*Try it:*
Print the data that follows exactly.

Task data Start Marker

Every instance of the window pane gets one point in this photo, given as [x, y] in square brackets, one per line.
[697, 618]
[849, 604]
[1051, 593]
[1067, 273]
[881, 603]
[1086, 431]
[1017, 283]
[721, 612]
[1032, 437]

Task data End Marker

*Response to the exercise:*
Every instance of the window pane gets one point in this photo, given as [x, y] in square brackets, one per line.
[697, 618]
[849, 604]
[1051, 593]
[1067, 273]
[881, 603]
[1086, 431]
[1017, 283]
[721, 612]
[1032, 437]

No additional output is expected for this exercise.